= PROBLEMS TO WORK ON =
1. Rewrite the part of the broadband study post that opens with "Thursday, May 06, 2010" and closes with "achievable and affordable.", using "viability" in place of "feasibility".
2. Please continue the broadband study post from where it stops.

= DOCUMENT PASSAGE =
######

Thursday, May 06, 2010

National Broadband Network Implementation Study

The Australian Government has released the National Broadband Network Implementation Study, after a delay of several months. The Study reports on the feasibility of the NBN. The Government has invited comments on the Study and has set up an NBN Implementation Study wiki, for comments. In the accompanying Media release the Minister claims the study confirms the NBN is achievable and affordable.

Summary OF IMPLEMENTATION STUDY FINDINGS

  • Government's objectives for the National Broadband Network can be implemented within the $43 billion estimate of capital expenditure by deploying fibre to 93 percent, fixed-wireless from the 94th to 97th percentiles and satellite to the final 3 percent of premises.
  • The NBN should be deployed efficiently by setting practical coverage objectives, being willing to make use of existing infrastructure, providing appropriate legislative support and leveraging the capabilities of commercial wireless operators.

######

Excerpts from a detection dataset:

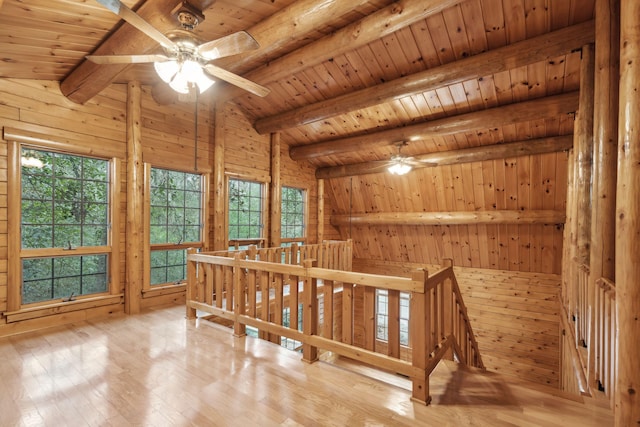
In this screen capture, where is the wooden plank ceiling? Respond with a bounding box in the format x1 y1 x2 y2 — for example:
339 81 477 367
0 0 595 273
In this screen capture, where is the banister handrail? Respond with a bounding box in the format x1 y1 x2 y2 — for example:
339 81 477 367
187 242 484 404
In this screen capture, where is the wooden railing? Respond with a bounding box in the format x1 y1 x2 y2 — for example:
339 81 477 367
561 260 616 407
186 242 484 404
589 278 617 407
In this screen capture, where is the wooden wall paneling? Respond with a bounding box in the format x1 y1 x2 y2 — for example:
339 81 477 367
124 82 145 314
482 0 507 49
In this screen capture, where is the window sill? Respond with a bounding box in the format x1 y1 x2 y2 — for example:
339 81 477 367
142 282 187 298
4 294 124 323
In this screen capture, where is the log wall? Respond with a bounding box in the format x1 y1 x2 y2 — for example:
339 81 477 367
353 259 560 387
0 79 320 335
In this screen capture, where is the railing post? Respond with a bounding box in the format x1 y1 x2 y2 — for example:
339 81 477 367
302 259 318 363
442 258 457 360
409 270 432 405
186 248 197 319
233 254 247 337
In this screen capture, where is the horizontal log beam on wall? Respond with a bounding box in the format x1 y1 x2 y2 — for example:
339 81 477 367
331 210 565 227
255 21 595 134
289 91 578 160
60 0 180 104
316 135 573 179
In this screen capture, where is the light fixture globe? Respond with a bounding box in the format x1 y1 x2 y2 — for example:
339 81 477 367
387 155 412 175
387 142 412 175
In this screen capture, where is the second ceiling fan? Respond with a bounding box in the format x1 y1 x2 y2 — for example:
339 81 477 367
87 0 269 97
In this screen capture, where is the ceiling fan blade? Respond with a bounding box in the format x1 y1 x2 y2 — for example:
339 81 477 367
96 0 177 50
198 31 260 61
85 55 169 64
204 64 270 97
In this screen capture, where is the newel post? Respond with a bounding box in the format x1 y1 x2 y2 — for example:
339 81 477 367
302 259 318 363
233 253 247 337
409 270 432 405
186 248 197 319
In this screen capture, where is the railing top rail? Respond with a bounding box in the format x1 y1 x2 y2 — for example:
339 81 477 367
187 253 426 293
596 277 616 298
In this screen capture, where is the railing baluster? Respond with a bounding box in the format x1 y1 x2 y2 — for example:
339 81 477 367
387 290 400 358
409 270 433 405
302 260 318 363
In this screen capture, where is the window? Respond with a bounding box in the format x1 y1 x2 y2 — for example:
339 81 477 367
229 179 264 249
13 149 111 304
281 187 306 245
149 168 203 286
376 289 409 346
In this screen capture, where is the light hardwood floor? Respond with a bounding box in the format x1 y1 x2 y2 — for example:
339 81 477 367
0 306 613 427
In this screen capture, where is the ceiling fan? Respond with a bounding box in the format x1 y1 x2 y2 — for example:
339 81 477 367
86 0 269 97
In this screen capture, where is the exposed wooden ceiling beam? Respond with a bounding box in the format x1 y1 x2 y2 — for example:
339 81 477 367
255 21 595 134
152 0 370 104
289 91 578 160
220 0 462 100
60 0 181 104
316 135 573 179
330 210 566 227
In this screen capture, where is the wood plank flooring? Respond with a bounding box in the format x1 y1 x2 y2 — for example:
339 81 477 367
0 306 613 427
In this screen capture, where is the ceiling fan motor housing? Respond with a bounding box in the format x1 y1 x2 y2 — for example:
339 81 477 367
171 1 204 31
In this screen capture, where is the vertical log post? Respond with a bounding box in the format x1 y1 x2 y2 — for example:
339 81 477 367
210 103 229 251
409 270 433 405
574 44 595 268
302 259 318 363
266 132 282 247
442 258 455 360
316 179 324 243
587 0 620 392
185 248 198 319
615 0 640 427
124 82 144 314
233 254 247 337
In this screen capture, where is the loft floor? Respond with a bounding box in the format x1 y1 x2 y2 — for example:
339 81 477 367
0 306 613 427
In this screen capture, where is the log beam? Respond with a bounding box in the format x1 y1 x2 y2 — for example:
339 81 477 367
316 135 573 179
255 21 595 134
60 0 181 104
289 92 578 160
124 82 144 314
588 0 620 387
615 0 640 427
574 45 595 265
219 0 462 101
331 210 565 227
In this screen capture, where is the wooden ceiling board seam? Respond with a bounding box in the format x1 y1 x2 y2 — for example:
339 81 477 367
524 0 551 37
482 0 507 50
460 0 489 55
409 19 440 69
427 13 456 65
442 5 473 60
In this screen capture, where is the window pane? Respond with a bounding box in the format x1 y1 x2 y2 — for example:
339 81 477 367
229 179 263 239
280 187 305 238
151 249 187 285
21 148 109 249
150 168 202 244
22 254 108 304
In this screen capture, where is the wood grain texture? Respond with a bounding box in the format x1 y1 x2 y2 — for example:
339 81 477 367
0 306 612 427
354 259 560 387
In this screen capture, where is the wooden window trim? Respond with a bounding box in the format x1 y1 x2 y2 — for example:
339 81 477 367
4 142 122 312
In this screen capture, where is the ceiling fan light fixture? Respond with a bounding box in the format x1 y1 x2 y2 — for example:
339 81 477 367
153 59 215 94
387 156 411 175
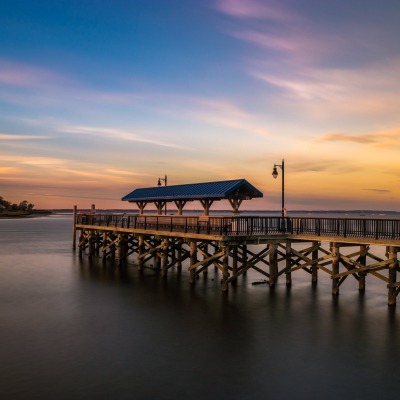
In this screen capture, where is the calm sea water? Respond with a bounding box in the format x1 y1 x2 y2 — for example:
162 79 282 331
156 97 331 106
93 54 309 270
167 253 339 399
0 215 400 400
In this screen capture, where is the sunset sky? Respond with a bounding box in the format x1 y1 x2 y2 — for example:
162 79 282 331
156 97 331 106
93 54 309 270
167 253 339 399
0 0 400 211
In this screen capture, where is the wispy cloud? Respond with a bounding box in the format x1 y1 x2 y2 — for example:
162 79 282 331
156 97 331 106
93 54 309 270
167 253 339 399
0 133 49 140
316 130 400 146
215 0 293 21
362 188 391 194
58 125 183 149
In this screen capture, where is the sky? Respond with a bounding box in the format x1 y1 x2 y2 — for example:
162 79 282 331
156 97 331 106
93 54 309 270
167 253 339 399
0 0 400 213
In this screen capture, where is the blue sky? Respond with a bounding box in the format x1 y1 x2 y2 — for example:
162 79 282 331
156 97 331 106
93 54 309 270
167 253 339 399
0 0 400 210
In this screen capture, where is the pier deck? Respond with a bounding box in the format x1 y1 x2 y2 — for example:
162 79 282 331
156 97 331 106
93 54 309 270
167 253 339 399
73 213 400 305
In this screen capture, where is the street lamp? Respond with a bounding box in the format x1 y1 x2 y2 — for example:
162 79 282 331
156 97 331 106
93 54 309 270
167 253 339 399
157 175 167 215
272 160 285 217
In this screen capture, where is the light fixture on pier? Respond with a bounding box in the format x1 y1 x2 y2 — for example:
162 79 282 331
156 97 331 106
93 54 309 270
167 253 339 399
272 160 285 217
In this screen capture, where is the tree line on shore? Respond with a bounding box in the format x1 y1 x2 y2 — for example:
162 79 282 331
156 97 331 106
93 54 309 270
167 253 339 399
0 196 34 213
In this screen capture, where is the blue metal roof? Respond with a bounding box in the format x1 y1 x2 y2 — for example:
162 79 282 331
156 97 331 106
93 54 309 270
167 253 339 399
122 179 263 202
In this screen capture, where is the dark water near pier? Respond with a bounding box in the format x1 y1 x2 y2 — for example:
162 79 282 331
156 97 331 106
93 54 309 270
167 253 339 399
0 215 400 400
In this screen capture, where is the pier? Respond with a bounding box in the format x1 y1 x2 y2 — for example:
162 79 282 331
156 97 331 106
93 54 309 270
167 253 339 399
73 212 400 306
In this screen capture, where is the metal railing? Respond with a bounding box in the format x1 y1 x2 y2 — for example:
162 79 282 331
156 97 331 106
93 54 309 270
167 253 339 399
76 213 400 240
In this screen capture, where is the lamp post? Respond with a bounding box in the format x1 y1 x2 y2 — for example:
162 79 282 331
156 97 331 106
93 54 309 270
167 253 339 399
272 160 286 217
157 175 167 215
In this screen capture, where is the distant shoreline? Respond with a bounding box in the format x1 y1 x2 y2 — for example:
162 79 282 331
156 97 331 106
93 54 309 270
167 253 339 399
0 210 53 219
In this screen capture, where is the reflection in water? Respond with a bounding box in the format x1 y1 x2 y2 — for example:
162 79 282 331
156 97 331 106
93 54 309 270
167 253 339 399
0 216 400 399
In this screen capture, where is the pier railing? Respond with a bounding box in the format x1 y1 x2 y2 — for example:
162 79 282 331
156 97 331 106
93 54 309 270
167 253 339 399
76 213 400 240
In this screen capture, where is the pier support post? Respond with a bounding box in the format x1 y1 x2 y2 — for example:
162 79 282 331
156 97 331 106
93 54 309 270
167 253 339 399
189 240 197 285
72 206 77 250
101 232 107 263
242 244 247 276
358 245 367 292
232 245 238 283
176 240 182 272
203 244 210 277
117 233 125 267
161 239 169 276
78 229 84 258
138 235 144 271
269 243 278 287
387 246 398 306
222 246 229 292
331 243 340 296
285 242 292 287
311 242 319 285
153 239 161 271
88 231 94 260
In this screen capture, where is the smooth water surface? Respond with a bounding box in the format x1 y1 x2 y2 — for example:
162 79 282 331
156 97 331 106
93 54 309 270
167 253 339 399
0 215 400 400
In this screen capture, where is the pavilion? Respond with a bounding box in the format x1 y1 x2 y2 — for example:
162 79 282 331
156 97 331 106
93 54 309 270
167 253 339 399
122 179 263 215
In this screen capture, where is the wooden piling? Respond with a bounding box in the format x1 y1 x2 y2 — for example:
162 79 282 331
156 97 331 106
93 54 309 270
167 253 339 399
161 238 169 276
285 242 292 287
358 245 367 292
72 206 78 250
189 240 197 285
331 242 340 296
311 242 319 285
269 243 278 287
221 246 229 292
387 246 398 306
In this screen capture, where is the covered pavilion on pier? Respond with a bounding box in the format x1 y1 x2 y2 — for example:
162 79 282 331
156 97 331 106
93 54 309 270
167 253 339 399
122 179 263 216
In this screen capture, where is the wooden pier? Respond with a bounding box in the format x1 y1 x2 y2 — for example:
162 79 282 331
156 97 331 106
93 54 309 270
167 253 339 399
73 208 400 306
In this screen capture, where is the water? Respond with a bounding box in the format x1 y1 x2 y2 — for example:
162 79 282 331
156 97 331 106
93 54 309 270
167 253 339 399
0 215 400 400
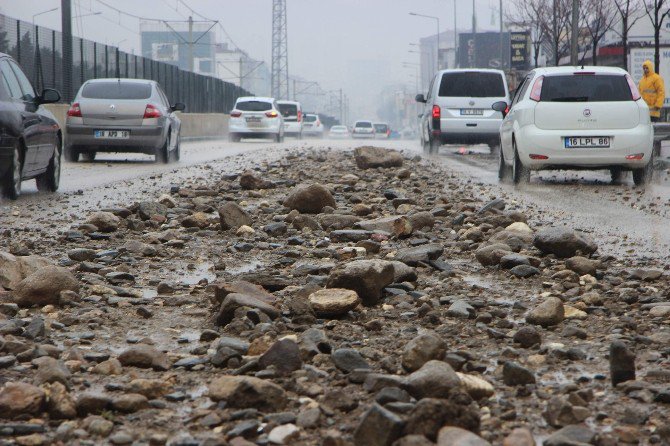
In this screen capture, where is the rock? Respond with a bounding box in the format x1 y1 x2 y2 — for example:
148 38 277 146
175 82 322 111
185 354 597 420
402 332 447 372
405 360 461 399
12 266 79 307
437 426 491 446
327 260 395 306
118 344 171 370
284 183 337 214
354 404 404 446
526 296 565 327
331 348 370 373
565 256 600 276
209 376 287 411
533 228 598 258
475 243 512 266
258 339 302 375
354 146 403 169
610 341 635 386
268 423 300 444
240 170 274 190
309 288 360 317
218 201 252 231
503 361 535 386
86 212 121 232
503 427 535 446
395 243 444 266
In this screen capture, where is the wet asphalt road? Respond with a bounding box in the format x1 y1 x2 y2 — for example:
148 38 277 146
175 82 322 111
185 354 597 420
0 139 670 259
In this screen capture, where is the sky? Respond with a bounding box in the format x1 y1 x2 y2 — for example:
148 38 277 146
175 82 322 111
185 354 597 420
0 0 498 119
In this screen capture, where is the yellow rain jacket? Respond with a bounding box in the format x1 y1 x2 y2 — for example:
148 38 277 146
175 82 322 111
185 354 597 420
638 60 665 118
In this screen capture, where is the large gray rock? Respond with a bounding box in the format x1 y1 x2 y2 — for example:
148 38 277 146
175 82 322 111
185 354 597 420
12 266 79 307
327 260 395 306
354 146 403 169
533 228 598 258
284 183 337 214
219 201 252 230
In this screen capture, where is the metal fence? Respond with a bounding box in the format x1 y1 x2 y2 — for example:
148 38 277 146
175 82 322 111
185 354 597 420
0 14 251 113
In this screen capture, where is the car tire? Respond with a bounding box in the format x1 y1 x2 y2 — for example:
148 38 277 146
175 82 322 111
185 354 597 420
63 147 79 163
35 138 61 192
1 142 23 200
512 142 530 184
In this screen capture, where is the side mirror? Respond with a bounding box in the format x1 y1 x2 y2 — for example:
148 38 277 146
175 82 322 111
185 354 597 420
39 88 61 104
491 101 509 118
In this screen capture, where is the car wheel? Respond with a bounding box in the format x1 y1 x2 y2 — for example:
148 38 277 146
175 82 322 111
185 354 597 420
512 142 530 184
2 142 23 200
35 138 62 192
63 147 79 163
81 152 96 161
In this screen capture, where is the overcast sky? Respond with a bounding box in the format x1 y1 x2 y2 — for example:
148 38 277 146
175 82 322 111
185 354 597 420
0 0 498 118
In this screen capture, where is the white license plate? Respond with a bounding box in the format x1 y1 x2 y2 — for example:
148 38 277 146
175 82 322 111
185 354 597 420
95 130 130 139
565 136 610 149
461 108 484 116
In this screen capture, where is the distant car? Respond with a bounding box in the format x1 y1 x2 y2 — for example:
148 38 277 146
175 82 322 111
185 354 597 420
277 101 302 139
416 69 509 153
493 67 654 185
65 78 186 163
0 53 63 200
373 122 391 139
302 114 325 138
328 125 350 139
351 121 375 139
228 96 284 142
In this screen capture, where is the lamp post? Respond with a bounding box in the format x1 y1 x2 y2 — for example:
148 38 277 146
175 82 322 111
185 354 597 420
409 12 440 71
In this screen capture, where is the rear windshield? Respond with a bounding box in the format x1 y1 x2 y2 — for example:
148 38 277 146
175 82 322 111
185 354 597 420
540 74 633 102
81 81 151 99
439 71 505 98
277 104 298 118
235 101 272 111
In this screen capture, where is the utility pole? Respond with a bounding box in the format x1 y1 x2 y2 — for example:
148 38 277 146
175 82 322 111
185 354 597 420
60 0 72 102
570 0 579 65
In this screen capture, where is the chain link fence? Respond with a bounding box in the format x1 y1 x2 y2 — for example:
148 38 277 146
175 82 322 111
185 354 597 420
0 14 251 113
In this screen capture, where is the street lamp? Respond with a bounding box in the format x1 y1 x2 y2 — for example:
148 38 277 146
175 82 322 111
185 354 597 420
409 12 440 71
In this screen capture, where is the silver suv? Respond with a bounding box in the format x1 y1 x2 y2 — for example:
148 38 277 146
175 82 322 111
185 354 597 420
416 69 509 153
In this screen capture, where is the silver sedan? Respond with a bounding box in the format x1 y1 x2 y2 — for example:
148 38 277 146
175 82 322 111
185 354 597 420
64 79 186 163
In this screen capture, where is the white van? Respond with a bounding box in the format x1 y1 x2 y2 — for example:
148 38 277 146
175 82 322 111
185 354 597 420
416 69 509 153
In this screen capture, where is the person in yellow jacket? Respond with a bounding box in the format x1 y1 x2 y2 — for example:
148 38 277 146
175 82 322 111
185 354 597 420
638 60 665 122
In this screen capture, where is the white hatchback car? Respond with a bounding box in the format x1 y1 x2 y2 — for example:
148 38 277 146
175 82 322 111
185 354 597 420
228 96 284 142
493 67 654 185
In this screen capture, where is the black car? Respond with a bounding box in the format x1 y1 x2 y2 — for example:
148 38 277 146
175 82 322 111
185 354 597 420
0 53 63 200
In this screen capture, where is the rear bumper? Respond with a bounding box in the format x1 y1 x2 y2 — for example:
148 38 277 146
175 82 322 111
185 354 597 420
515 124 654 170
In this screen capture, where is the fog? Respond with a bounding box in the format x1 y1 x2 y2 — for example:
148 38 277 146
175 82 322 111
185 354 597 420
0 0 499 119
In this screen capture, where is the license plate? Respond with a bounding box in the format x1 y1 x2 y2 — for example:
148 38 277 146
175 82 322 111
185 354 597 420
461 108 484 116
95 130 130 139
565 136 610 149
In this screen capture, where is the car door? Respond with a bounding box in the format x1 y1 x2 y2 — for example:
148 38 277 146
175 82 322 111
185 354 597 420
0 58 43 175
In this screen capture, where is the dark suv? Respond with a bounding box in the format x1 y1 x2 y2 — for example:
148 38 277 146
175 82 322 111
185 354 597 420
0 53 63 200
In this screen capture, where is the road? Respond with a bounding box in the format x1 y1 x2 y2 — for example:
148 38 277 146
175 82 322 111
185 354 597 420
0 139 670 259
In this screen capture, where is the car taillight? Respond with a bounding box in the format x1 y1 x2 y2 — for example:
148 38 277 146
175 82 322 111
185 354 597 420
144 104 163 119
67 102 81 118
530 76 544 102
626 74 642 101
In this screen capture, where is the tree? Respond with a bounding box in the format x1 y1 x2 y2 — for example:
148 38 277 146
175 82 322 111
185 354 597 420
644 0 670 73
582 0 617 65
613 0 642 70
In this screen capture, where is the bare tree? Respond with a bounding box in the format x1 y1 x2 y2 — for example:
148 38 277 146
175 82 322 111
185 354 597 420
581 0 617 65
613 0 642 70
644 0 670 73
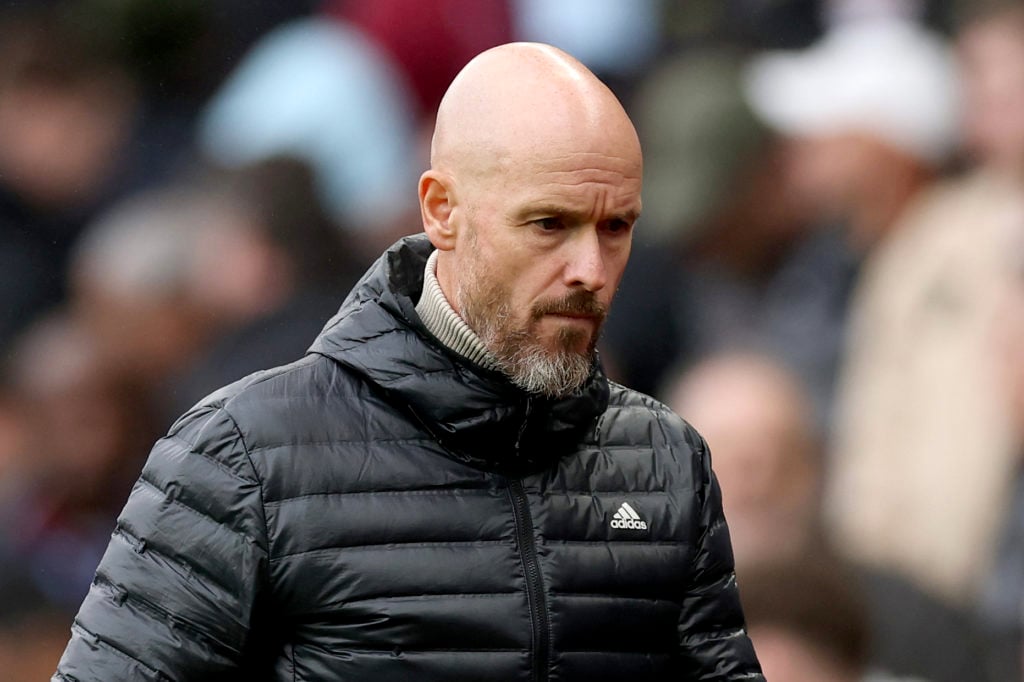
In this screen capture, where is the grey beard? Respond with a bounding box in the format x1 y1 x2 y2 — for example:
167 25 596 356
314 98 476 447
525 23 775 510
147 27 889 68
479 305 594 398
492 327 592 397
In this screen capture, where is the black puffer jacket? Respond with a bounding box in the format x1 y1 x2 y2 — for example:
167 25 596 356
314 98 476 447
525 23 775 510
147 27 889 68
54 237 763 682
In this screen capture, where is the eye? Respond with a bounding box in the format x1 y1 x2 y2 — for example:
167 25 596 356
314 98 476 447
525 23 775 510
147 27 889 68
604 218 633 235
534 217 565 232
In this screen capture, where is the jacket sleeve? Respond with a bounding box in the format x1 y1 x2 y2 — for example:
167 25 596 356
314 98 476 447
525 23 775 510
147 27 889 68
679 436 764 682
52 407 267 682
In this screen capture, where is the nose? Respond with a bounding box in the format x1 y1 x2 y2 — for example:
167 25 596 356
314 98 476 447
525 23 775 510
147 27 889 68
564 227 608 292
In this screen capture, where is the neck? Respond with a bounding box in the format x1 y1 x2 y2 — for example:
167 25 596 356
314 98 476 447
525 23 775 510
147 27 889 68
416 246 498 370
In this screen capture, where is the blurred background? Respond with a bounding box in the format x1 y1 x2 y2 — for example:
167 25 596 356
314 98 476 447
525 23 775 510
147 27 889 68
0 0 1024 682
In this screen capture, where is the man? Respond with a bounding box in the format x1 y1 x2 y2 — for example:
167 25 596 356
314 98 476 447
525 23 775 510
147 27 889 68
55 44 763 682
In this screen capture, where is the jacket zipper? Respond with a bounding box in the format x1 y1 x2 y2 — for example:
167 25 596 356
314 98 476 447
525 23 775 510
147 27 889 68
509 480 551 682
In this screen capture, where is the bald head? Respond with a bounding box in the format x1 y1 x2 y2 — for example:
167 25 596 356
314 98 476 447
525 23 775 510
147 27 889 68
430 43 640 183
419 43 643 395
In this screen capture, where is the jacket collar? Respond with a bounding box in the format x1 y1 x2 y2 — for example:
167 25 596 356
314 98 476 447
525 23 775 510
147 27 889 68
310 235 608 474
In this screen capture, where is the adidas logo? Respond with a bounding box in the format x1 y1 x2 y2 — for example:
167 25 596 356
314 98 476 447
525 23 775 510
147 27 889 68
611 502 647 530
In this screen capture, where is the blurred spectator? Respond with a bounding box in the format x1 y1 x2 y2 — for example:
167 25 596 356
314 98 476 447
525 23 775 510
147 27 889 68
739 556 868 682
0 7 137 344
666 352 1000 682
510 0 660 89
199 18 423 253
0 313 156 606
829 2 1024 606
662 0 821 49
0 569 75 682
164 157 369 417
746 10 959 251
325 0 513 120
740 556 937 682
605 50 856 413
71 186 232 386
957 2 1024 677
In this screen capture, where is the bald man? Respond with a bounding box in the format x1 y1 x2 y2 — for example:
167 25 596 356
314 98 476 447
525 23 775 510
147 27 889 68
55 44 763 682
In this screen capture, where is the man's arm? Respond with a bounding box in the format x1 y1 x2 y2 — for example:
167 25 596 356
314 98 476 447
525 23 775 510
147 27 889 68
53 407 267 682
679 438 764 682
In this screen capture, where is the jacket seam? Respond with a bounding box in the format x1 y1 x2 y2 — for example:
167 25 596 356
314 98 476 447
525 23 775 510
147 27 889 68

######

= TASK-BY-TASK ANSWERS =
1.
Thursday, May 06, 2010

National Broadband Network Implementation Study

The Australian Government has released the National Broadband Network Implementation Study, after a delay of several months. The Study reports on the viability of the NBN. The Government has invited comments on the Study and has set up an NBN Implementation Study wiki, for comments. In the accompanying Media release the Minister claims the study confirms the NBN is achievable and affordable.

2.
  • Retail competition should be improved through mandating NBN Co's wholesale-only, open-access role and by ensuring NBN Co eliminates network bottlenecks and operates at the lowest appropriate layer in the OSI stack.
  • The fibre access network should be expected to become the predominant fixed-line telecommunications infrastructure over time by pricing for affordability and take-up and providing continuity for existing services.
  • Full Government ownership should be maintained until after the roll-out is complete requiring temporary peak funding in the vicinity of $26 billion by year 6-which can be paid down quickly from then with investment-grade debt prior to privatisation. Government should expect to cover its cost of funds under most plausible business case scenarios.
  • Future competition and innovation potential should be safeguarded by preferring a network design that preserves options for active-layer competition and shifts in technology, and by ensuring a healthy industry structure and appropriate regulatory regime are in place prior to privatisation ...
The Study is provided in PDF, RTF and compressed RTF formats, both as one file for the whole report, and as individual chapters. What is not provided is an easy to read web version of the document. Also there appears to be a fault in the formatting of the RTF version of the document, with the executive summary being 46.8mBytes, compared to 449Kbytes for the PDF version.
  1. Executive Summary (PDF, 449 KB)
  2. Establishing a mandate for NBN Co (PDF, 477 KB)
  3. Establishing a new generation of services (PDF, 344 KB)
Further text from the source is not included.